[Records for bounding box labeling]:
--*--

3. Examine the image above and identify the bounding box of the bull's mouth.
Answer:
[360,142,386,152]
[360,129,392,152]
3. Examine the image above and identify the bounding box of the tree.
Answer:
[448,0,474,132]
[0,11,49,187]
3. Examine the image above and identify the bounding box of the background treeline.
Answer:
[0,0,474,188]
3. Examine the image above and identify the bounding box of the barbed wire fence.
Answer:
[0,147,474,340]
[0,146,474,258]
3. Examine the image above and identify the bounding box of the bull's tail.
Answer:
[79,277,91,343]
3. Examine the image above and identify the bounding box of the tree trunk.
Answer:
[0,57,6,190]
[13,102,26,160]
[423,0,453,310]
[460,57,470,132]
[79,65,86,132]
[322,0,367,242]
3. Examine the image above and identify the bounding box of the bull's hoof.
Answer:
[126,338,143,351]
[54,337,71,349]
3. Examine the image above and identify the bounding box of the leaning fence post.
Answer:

--*--

Rewrite the lines of the records from the one containing "of the tree." through the one containing "[0,0,474,188]", replacing "Examine" with "Study" and changing nothing else. Give only those lines.

3. Study the image above and identify the bounding box of the tree.
Answer:
[448,0,474,132]
[0,11,49,187]
3. Study the image above and identify the bounding box of the background treeline.
Answer:
[0,0,474,188]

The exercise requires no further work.